— Begin SUPPLIED DATA —

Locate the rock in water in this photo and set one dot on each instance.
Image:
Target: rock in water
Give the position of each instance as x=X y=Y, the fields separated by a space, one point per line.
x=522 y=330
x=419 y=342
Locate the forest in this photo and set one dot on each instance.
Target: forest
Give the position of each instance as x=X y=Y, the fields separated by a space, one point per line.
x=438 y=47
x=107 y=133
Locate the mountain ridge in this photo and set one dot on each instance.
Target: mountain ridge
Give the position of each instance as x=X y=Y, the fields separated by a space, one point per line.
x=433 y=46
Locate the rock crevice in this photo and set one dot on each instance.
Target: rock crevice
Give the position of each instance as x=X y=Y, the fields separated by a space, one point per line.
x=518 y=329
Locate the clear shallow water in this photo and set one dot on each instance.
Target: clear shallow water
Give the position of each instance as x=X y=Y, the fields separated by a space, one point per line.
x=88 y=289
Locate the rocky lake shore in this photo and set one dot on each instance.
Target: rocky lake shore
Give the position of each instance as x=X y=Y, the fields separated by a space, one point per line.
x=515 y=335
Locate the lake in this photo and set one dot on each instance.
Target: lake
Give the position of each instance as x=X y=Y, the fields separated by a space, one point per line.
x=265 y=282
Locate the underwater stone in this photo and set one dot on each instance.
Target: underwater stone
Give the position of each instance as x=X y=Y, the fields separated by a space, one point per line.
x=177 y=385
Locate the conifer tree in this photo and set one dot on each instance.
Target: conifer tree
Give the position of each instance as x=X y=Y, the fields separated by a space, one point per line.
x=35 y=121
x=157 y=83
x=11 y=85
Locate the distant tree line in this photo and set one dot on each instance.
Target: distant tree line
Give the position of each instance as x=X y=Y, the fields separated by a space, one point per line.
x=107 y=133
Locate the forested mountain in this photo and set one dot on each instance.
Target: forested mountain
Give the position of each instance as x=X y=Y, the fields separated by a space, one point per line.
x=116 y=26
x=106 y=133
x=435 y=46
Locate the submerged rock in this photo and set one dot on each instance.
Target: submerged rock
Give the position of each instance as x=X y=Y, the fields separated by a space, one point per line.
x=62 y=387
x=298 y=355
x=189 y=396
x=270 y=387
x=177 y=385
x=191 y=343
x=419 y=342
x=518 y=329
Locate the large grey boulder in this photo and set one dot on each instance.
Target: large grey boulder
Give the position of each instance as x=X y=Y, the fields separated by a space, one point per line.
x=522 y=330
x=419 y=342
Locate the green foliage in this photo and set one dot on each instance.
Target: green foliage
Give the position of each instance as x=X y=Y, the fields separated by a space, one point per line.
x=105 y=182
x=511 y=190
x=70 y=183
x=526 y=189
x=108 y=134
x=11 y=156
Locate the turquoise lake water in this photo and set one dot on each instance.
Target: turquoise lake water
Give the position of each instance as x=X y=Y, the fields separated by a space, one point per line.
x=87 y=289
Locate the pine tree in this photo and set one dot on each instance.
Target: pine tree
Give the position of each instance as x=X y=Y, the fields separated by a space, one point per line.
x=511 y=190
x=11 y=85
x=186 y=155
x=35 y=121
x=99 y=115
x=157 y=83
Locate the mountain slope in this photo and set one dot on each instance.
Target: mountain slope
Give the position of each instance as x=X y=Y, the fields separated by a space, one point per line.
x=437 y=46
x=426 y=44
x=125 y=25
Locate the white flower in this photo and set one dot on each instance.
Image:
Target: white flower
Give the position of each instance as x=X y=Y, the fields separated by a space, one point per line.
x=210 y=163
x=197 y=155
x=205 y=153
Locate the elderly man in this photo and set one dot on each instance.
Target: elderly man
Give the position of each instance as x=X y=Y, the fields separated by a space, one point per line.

— End SUPPLIED DATA —

WORK TO BE COMPLETED: Write out every entry again, keeping each line exactly the same.

TASK RESULT:
Locate the rock in water in this photo and set one dot on each instance.
Image:
Target: rock in water
Give the position of each instance as x=X y=Y, the fields separated by a space, one point per line.
x=522 y=330
x=419 y=342
Locate the forest in this photo and set one dot on each instance.
Target: forest
Give the position of each instance as x=X y=Y, the fields separated by a space, one point per line.
x=438 y=47
x=107 y=133
Locate the mountain ridge in this photo and set one dot on each instance.
Target: mountain ridge
Give the position of each instance as x=X y=Y, the fields separated by a space, one point per line.
x=433 y=46
Locate the rock crevice in this photo and set one dot on each instance.
Target: rock crevice
Give the position of each instance as x=X y=Y, the fields separated by a space, one point per line.
x=518 y=329
Locate the clear shallow water in this photo and set one dot on each instance.
Target: clear shallow water
Give the position of each instance as x=X y=Y, the fields separated by a space, one point per line.
x=88 y=289
Locate the rocky lake shore in this photo and set one dot on each instance.
Target: rocky lake shore
Give the position of each instance as x=X y=Y, the fields separated by a space, one point per line.
x=515 y=335
Locate the lake in this photo and set one dot on each instance.
Target: lake
Give the position of each instance as x=X y=Y, the fields separated by a space, one point per line.
x=265 y=282
Locate the underwater stone in this photo and set one dot on each instance.
Target: underwater stone
Give the position of each instance as x=X y=Y, the fields separated by a space, one point per line.
x=177 y=385
Locate the conifer tree in this photo and set one dot on each instance.
Target: conifer tree
Give the position of each instance as x=X y=Y, the fields separated by a space, one point per line.
x=35 y=121
x=157 y=83
x=11 y=85
Locate the distant tree line in this photo and set one dot on each instance.
Target: distant tree line
Give the position of each instance as x=X y=Y, the fields separated by a space, one point per line.
x=107 y=133
Locate the forested mountain in this photo and set one dot on each instance.
Target: forested mountain
Give the position of each instance as x=X y=Y, the fields separated by a space, one point per line.
x=116 y=26
x=106 y=133
x=435 y=46
Locate the submerged rock in this photo and set one dot on each instance.
Target: submerged rock
Give the position of each instance as x=X y=Y, the fields separated by a space, one point per line.
x=62 y=387
x=298 y=355
x=189 y=396
x=270 y=387
x=177 y=385
x=191 y=343
x=419 y=342
x=518 y=329
Locate the large grey boulder in this photo and set one dot on each instance.
Target: large grey boulder
Give the position of each instance as x=X y=Y, the fields separated by a space, one point per line.
x=522 y=330
x=419 y=342
Locate the green foliage in this photo and set one dot on each instance.
Target: green foliage
Give the position of each instance as x=X y=Y, the fields separated by a space, one point per line.
x=105 y=182
x=511 y=190
x=70 y=183
x=526 y=189
x=108 y=134
x=11 y=156
Locate the turquoise lake water in this photo and set one dot on each instance.
Target: turquoise lake water
Give the position of each instance as x=X y=Y, the fields separated by a space, one point per line.
x=87 y=289
Locate the pine tree in this photo and set one dot on each instance.
Target: pine tree
Give the position of each instance as x=X y=Y, the fields separated by a space, one point per line.
x=511 y=190
x=11 y=85
x=186 y=155
x=35 y=121
x=99 y=115
x=157 y=83
Locate the mountain slope in this photo and set one dot on each instance.
Target: mountain slope
Give the position of each instance as x=X y=Y, the fields separated by a space, one point per line.
x=437 y=46
x=426 y=44
x=125 y=25
Locate the white flower in this photo and set one dot on each instance.
Image:
Target: white flower
Give the position of each instance as x=X y=Y, the fields separated by a space, one point per line.
x=210 y=163
x=197 y=155
x=205 y=153
Locate the elderly man in this photo and set one dot on each instance.
Target: elderly man
Give the position of each instance as x=X y=Y, the fields separated by a space, one point per line.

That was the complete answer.